Go to the line containing "Exercise. Point out every instance of the paving" in the records below and print it and every following line exactly, on through the line containing "Exercise. Point out every instance of the roof", then stop.

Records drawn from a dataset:
====================
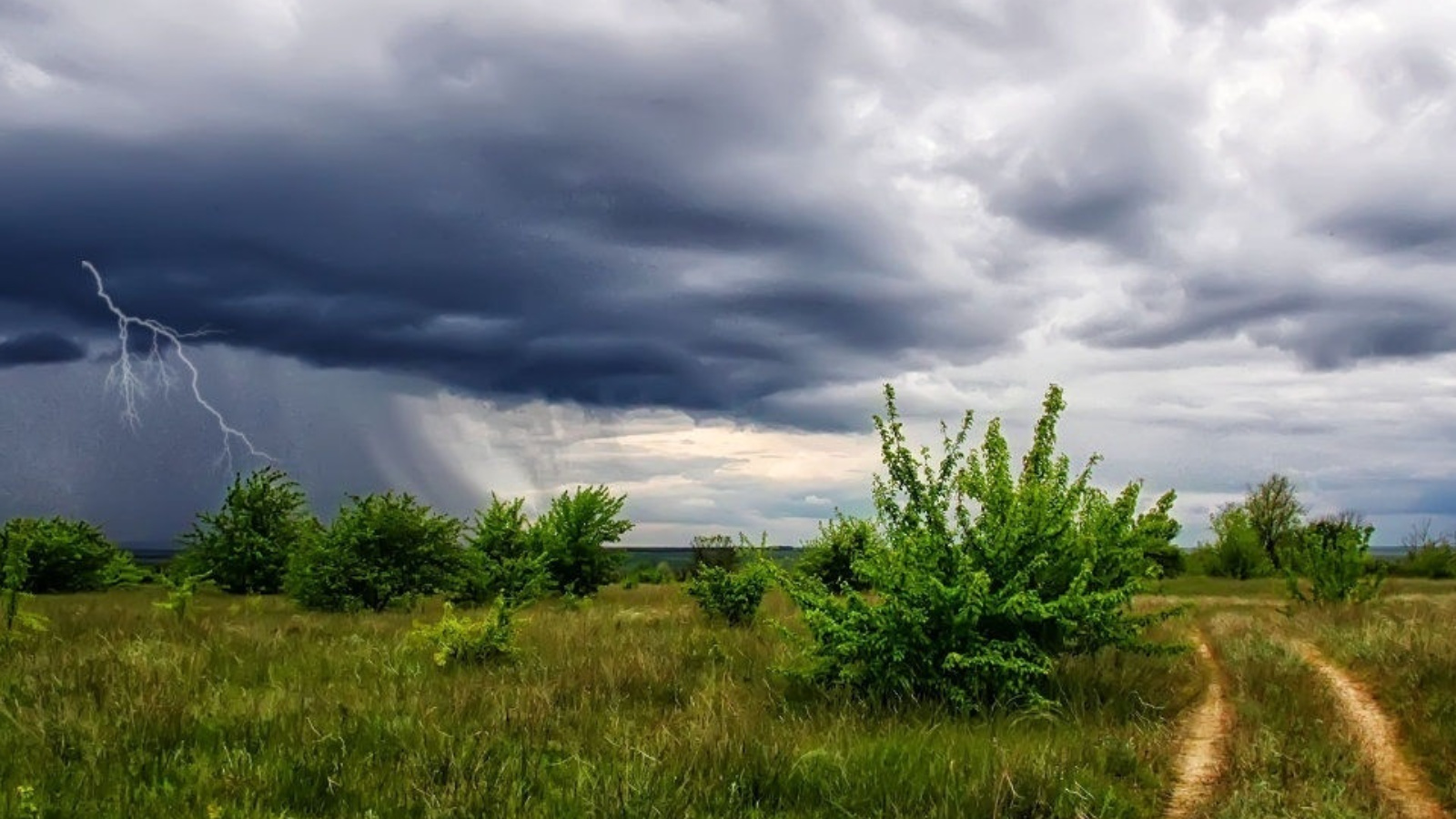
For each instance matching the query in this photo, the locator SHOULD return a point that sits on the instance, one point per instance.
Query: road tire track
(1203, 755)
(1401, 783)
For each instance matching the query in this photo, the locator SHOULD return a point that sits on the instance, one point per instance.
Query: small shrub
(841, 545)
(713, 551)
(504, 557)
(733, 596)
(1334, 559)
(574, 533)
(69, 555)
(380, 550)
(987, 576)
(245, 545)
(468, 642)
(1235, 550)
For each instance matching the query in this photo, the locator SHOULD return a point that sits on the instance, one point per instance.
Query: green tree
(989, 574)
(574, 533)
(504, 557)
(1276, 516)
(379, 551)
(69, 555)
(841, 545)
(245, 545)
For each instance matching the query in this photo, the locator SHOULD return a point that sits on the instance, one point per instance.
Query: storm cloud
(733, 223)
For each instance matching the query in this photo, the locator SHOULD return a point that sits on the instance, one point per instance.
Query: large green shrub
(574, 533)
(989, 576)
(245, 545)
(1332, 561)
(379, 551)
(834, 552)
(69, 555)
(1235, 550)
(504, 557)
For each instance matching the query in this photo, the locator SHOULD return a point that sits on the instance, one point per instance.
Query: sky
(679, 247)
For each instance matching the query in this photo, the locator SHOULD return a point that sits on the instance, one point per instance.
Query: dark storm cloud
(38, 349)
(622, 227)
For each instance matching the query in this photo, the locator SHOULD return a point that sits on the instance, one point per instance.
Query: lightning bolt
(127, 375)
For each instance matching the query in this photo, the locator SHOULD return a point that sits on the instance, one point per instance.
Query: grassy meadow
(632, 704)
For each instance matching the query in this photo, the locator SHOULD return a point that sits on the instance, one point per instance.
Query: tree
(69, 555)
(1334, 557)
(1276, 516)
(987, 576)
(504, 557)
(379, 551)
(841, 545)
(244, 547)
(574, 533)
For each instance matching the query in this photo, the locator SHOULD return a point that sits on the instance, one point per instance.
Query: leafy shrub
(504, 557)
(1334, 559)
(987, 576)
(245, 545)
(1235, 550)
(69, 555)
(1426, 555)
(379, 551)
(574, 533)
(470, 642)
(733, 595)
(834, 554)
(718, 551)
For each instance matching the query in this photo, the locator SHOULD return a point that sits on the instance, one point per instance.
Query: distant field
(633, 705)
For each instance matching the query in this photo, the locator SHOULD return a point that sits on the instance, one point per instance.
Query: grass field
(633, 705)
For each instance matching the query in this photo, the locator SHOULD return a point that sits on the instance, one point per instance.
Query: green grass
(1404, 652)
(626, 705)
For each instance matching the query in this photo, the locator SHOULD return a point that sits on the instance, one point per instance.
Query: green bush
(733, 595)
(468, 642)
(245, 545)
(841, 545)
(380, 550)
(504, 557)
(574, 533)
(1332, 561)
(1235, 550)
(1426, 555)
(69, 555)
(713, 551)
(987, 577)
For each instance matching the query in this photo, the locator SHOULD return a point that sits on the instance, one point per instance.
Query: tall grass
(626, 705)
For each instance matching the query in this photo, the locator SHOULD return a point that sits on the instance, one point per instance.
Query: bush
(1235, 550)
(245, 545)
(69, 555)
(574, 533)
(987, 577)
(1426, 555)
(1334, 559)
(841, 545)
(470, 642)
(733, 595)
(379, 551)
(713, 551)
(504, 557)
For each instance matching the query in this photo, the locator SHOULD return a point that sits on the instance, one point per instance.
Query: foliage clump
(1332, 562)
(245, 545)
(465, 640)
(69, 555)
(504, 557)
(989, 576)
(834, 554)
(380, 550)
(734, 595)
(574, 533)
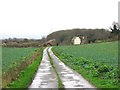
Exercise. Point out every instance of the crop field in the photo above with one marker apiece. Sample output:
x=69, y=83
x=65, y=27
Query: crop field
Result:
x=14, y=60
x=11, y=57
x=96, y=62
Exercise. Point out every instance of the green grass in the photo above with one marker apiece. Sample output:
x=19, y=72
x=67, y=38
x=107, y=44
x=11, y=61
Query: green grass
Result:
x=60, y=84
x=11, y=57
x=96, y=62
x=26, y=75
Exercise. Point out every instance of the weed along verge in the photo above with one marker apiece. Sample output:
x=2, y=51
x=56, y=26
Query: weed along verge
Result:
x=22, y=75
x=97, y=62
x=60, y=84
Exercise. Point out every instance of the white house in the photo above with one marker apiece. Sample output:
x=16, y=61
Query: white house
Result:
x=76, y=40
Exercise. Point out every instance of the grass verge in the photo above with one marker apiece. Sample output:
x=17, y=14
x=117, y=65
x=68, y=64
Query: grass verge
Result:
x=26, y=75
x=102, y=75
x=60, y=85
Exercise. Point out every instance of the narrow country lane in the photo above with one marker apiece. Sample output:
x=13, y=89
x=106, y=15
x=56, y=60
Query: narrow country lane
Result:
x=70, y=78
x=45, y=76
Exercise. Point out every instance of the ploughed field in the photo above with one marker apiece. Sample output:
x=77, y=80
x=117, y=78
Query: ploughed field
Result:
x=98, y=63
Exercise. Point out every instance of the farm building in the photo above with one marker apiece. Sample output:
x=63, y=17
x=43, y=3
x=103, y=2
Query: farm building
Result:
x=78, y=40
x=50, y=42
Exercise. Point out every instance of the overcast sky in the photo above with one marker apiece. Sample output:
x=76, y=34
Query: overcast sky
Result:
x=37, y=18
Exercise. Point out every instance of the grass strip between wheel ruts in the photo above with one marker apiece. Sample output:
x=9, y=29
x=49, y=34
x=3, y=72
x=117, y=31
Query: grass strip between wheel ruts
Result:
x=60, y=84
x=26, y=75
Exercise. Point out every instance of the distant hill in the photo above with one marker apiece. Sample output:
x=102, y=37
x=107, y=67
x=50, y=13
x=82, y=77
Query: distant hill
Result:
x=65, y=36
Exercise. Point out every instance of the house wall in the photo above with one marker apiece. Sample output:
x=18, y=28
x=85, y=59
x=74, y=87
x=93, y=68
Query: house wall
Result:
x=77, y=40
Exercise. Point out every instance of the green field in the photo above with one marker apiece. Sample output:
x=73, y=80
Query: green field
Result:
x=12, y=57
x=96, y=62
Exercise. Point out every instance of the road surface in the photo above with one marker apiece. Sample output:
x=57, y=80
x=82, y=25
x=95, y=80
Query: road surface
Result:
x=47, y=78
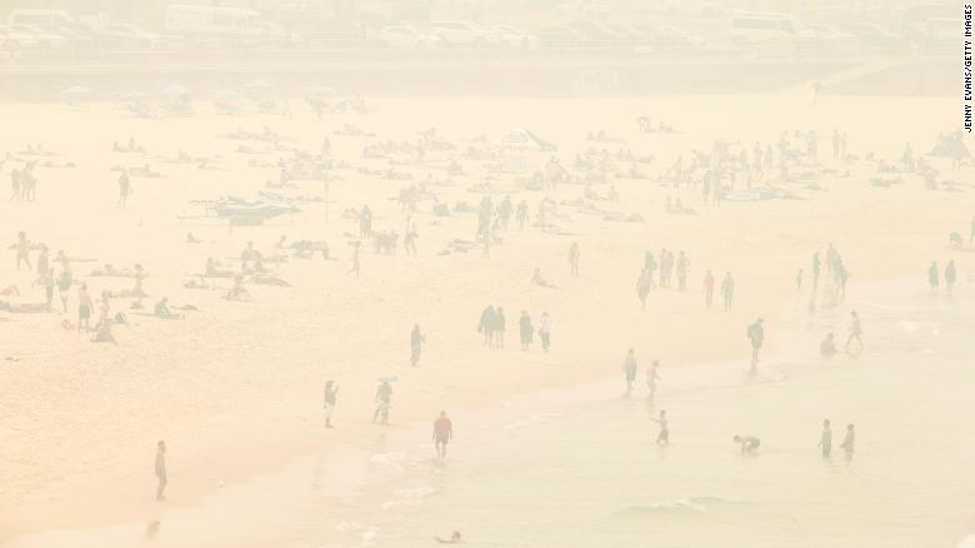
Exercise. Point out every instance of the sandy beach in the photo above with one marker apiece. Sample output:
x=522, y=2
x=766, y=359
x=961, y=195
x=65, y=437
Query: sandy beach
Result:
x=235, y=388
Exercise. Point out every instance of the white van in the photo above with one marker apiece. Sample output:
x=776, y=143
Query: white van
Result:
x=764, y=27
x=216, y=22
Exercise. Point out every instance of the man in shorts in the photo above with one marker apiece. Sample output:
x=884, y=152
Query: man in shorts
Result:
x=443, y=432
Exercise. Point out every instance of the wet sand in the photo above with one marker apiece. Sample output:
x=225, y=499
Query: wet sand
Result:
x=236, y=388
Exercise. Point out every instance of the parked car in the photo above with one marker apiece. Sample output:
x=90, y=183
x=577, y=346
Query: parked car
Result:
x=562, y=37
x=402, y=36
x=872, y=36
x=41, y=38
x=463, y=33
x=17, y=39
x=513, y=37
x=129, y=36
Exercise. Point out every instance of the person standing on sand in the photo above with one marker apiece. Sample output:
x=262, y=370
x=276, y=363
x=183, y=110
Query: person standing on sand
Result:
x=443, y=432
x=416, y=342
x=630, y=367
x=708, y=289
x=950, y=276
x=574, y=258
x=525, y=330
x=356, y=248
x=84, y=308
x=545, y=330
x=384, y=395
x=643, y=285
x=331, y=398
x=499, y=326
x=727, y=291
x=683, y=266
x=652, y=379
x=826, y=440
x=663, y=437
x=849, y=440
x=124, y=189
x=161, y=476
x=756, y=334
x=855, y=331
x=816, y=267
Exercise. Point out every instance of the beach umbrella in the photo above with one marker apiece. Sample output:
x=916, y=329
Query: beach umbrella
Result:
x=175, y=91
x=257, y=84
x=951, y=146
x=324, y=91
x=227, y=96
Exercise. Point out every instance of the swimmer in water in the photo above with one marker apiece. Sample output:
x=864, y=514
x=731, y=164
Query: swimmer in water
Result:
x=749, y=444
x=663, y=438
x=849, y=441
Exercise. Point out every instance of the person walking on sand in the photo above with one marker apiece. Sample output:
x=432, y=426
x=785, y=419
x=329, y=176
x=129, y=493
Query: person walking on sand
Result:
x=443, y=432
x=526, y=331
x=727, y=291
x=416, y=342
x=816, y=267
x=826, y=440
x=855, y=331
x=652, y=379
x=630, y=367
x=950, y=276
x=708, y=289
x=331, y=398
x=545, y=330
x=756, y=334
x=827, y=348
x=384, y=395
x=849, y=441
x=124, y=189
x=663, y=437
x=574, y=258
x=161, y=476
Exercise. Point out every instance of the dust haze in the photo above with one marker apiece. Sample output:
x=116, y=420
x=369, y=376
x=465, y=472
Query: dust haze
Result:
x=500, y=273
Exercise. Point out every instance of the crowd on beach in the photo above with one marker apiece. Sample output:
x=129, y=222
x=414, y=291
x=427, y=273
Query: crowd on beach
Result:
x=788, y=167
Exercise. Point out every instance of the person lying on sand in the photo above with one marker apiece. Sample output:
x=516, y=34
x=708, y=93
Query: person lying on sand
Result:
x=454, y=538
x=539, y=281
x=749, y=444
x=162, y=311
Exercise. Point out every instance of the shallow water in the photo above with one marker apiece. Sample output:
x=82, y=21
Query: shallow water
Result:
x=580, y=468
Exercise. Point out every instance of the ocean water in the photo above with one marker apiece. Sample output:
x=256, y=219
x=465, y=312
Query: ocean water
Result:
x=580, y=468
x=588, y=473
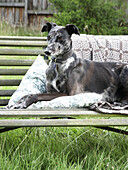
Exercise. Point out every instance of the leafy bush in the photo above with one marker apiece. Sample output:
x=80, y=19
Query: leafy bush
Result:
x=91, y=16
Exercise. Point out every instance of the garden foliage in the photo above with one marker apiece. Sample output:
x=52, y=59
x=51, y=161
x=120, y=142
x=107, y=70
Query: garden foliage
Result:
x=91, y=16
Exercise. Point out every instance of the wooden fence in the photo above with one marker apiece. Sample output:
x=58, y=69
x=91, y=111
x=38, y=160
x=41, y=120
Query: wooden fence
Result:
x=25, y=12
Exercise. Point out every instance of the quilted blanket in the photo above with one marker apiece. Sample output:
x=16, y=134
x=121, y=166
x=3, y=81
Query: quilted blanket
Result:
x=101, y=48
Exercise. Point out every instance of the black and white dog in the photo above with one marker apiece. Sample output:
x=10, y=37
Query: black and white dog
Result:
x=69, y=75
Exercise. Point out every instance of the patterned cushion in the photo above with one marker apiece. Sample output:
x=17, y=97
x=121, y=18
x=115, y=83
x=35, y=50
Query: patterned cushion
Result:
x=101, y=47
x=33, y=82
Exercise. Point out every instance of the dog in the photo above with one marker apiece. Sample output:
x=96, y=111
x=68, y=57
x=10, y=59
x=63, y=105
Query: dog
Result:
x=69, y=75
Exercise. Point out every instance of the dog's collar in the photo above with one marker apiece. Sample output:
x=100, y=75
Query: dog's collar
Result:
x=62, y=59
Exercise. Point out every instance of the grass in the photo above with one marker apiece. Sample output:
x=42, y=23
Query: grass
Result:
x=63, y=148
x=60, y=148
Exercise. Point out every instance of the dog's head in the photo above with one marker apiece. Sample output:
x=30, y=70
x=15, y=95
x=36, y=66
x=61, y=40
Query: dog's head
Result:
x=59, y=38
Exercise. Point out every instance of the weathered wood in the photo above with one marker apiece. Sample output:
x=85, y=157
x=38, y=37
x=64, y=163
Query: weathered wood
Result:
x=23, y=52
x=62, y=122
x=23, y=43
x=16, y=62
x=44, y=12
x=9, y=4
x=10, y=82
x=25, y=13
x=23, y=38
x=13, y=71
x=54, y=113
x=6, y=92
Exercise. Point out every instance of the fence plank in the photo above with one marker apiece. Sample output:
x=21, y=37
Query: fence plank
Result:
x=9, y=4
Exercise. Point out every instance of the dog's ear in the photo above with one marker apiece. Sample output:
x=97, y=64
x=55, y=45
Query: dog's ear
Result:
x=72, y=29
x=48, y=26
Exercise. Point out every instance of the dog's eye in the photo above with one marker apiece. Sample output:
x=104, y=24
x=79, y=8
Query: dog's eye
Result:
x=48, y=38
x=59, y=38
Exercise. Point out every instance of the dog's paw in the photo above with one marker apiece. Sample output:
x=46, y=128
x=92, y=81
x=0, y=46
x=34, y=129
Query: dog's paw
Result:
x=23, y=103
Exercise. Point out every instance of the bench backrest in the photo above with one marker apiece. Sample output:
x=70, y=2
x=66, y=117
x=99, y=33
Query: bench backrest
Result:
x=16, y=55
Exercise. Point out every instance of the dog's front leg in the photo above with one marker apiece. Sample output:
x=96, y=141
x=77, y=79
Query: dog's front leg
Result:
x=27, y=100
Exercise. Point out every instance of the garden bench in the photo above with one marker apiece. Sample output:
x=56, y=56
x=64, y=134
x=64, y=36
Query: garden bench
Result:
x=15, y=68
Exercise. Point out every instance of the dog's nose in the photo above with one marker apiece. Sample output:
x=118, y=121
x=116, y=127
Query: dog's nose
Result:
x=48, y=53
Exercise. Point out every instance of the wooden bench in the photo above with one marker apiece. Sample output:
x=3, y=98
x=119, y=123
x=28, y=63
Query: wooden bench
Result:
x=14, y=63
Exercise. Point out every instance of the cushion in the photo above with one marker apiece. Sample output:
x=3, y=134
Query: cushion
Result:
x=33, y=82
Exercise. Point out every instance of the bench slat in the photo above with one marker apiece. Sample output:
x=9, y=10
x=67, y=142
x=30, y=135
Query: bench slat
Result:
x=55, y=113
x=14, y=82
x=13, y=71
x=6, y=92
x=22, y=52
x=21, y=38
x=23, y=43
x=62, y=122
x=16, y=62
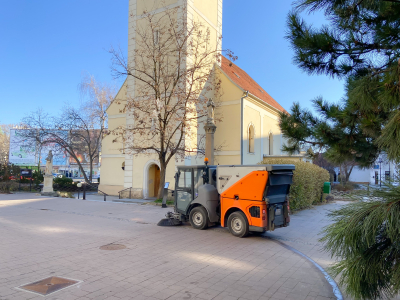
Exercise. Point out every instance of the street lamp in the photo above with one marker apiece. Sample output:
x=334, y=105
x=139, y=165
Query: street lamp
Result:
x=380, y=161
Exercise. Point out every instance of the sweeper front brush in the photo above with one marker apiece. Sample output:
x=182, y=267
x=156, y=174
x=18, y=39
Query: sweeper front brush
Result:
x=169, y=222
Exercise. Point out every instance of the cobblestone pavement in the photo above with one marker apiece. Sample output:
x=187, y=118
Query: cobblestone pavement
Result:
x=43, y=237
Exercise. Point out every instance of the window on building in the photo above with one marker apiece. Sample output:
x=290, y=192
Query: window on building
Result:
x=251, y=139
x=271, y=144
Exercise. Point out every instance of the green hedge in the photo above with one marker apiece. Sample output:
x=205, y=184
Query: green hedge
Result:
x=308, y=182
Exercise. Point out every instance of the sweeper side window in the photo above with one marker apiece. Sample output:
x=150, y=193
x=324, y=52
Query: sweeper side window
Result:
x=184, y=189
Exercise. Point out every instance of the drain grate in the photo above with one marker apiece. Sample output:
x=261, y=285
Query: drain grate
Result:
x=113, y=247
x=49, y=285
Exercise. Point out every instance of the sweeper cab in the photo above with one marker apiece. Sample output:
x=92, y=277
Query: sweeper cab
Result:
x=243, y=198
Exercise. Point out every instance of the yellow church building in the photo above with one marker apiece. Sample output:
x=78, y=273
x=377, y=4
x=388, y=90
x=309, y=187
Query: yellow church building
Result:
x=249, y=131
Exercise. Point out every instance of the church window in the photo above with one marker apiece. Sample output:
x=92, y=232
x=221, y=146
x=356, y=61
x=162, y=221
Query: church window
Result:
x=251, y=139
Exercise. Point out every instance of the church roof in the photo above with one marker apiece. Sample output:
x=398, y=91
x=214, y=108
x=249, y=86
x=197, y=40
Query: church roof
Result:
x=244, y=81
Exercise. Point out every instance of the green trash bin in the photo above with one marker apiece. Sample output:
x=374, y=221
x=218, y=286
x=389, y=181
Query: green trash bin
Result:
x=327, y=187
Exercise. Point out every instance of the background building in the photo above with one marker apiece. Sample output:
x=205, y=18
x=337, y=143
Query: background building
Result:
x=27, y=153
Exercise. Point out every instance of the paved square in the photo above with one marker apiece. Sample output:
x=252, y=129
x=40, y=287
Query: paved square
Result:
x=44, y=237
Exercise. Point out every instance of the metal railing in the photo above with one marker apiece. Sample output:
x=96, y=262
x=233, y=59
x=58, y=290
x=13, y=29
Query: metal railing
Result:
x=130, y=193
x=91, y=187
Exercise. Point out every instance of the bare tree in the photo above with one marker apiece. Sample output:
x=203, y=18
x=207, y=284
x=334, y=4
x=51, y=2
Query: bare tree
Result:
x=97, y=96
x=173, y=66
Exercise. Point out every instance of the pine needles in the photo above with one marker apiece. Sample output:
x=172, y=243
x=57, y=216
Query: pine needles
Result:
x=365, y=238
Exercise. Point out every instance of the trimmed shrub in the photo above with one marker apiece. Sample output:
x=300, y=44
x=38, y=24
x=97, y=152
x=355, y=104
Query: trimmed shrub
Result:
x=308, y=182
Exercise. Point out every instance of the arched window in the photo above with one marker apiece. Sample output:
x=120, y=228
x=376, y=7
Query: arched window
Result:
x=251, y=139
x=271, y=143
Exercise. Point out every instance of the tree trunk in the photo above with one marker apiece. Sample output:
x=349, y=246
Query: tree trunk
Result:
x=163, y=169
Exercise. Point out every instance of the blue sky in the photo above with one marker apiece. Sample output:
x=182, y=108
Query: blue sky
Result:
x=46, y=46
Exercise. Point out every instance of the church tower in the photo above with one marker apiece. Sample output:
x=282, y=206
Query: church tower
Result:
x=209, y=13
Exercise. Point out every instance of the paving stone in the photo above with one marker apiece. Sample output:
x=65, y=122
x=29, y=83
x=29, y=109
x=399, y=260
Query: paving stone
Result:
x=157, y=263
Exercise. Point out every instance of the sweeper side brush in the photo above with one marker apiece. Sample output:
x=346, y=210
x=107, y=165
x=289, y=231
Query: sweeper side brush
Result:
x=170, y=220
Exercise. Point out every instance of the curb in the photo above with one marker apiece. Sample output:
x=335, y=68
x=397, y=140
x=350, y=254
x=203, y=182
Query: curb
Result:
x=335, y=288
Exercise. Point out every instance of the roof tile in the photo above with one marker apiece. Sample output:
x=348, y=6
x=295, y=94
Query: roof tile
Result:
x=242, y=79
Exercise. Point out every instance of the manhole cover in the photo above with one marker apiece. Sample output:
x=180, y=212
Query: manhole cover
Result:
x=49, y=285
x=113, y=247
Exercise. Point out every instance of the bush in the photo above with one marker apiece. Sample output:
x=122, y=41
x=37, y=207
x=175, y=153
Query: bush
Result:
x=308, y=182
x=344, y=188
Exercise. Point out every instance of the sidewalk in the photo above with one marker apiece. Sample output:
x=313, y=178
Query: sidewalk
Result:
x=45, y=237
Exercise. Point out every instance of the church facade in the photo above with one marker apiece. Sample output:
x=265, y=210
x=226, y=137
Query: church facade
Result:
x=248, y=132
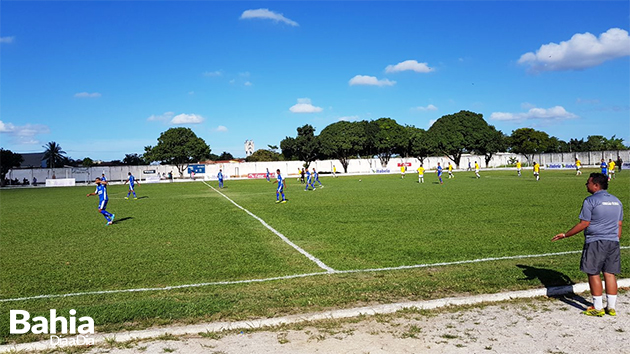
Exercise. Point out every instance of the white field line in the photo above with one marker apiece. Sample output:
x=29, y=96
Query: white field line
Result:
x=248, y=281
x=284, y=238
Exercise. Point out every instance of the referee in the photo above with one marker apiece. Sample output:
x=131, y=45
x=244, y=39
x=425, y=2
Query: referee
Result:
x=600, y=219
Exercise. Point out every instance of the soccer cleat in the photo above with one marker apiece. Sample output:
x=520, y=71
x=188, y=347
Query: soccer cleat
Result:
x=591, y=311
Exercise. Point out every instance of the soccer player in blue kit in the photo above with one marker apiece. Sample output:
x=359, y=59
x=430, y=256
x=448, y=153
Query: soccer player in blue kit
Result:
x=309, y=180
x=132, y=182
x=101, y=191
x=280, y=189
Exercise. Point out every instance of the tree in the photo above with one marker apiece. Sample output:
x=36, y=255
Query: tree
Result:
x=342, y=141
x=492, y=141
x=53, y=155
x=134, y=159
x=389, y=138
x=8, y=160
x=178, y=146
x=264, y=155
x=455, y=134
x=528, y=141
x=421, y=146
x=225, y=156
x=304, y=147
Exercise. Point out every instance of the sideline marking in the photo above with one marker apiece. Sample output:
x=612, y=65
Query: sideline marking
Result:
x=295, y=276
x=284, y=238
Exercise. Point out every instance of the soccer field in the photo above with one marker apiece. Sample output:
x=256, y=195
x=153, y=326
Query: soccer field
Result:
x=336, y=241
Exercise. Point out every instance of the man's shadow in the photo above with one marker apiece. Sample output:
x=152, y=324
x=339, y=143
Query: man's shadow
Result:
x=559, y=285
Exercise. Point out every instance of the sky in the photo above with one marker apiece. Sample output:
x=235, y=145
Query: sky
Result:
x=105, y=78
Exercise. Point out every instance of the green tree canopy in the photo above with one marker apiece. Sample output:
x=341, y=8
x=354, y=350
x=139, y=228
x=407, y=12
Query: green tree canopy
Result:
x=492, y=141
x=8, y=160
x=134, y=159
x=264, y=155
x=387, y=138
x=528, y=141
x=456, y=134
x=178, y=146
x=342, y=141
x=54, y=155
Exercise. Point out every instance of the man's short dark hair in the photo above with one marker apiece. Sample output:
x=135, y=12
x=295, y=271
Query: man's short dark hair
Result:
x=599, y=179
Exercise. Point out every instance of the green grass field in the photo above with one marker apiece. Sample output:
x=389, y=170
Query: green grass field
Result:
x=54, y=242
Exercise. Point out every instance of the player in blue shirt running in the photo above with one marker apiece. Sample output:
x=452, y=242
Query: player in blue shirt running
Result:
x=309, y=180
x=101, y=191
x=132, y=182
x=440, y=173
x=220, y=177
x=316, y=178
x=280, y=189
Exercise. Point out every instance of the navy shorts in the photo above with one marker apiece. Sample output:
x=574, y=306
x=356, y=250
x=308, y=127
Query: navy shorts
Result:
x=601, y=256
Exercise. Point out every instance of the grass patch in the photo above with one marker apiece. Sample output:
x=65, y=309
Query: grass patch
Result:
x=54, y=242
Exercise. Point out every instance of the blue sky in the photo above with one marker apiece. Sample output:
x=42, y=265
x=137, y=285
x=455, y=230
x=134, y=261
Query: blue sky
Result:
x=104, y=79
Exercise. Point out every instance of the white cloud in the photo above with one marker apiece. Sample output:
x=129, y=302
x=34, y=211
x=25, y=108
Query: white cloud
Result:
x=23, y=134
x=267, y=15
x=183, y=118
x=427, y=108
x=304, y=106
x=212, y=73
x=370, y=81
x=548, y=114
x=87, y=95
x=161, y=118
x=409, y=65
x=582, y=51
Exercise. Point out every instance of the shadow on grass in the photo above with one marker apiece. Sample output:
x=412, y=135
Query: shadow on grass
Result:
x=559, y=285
====================
◆ Response to the exercise:
Exercise. Point out every instance of the paving stone in the photo above with one marker apiece. Sample output:
x=65, y=122
x=29, y=83
x=29, y=109
x=399, y=260
Query: paving stone
Result:
x=157, y=263
Exercise. Point out every instance of the sweeper side brush in the photo above with one marker apiece. Sample output:
x=346, y=210
x=107, y=165
x=289, y=231
Query: sweeper side brush
Result:
x=170, y=220
Exercise. Point out every instance of the curb in the photo above with one marker apiece. Sample output:
x=335, y=68
x=397, y=140
x=350, y=254
x=203, y=182
Query: curb
Result:
x=335, y=288
Exercise. Point out every instance of the roof tile in the photo above with one marker apiece. Sample output:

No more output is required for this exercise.